### PROMPT
What this exercise calls for is an exact copy of the data.

*** Begin section ***

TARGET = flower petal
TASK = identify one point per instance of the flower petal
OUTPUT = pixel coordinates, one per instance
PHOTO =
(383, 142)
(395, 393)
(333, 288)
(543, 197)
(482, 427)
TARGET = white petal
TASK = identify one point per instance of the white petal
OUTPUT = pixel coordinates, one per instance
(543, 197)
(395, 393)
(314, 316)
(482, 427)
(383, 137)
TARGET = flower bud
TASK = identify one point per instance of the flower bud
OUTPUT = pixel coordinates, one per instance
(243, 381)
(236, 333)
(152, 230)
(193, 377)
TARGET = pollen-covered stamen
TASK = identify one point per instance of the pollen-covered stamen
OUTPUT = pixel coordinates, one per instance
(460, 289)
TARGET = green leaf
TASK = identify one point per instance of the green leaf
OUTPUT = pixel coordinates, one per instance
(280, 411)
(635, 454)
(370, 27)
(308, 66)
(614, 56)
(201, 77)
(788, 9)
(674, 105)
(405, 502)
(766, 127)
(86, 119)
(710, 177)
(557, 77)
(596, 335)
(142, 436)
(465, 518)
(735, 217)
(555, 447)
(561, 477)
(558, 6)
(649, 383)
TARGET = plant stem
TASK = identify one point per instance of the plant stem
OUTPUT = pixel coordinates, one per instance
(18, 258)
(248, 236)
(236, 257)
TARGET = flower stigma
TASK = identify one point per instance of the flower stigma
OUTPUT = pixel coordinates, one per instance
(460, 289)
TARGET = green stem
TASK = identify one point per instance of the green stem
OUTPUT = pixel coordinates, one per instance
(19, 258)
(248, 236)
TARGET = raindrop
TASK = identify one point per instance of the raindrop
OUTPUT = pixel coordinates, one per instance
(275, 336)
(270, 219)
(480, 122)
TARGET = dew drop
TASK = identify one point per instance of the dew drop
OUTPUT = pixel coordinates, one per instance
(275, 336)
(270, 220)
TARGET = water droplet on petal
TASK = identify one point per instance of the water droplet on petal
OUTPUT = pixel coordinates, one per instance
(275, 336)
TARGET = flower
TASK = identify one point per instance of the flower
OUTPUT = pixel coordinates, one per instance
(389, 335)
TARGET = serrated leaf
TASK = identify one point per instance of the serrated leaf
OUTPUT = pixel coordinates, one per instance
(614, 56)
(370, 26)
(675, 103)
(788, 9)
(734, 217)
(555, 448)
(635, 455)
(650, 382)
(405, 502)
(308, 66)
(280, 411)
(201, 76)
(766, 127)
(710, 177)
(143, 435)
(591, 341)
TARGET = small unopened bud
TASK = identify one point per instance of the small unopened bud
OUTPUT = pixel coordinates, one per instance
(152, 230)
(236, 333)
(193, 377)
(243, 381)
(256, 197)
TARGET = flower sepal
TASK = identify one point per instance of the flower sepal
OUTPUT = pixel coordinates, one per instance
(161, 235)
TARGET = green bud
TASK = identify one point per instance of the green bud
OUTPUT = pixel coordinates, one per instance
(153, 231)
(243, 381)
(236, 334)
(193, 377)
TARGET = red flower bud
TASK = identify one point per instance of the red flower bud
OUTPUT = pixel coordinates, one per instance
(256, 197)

*** End section ***

### SOLUTION FOR THIS EXERCISE
TARGET = flower petal
TASK = identify one point per instance of the flower petal
OUTPUT = pixel coordinates, one per instance
PHOTO =
(383, 142)
(395, 393)
(333, 288)
(543, 197)
(482, 427)
TARGET = white petal
TASK = identify one point per instance of the white petal
OUTPUT = pixel coordinates, one per instance
(543, 197)
(395, 393)
(314, 316)
(482, 427)
(383, 137)
TARGET = flower bud
TASK = identify one point per instance of the flower bud
OUTPUT = pixel coordinates, one per instance
(243, 381)
(236, 333)
(152, 230)
(193, 377)
TARGET = pollen-covered stamen
TASK = identify one point per instance of the pollen-covered stamen
OUTPUT = pixel coordinates, one per instance
(460, 289)
TARGET = green leaf
TASK = identify one point per instance of the green leaf
OUTPUT = pixel coordinates, one per instance
(280, 411)
(635, 454)
(370, 27)
(308, 66)
(614, 56)
(201, 77)
(788, 9)
(674, 105)
(405, 502)
(766, 127)
(86, 119)
(710, 177)
(557, 77)
(596, 335)
(142, 436)
(465, 518)
(735, 217)
(555, 447)
(561, 477)
(558, 6)
(649, 383)
TARGET = plant stem
TASK = identify one point per instance of the plant stem
OUTPUT = pixel coordinates, one per instance
(18, 258)
(248, 236)
(236, 257)
TARGET = flower stigma
TASK = identify one point per instance of the flower stigma
OUTPUT = pixel coordinates, one per instance
(460, 289)
TARGET = green stem
TASK = identify one point per instance of the green stem
OUTPUT = pixel coordinates, one per instance
(19, 258)
(248, 236)
TARGET = raindrop
TASK = identify one point per instance of the raindrop
OUTPUT = pixel coordinates, one per instance
(275, 336)
(270, 219)
(480, 122)
TARGET = dew drop
TASK = identify one point per instance of the dew drop
OUTPUT = pixel coordinates, one per instance
(275, 336)
(270, 220)
TARGET = water droplet on petal
TASK = identify one point per instance of the water droplet on petal
OUTPUT = pixel coordinates, one per instance
(275, 336)
TARGET = flower
TASK = identify one point per instance of the flower
OUTPUT = pixel coordinates, one per instance
(389, 335)
TARGET = serrated leaf
TASK = identify one point per instance of the serrated leaf
OUTPUT = pixel coordinates, one per instance
(614, 56)
(370, 26)
(675, 103)
(788, 9)
(734, 217)
(555, 448)
(635, 455)
(650, 382)
(405, 502)
(308, 66)
(280, 411)
(201, 76)
(766, 127)
(710, 177)
(143, 435)
(591, 341)
TARGET = small unopened bud
TASK = identify one point per instance of the small unopened bud
OUTPUT = pixel coordinates, one per instance
(152, 230)
(236, 333)
(193, 377)
(243, 381)
(256, 197)
TARGET = flower sepal
TASK = identify one point per instance of the flower sepal
OUTPUT = pixel coordinates, one per instance
(161, 235)
TARGET = green bud
TASK = identify one point per instance of the green bud
OUTPUT = pixel coordinates, one per instance
(153, 231)
(243, 381)
(236, 334)
(193, 377)
TARGET = red flower bud
TASK = identify one point per instance of the red flower bud
OUTPUT = pixel coordinates, one per instance
(256, 197)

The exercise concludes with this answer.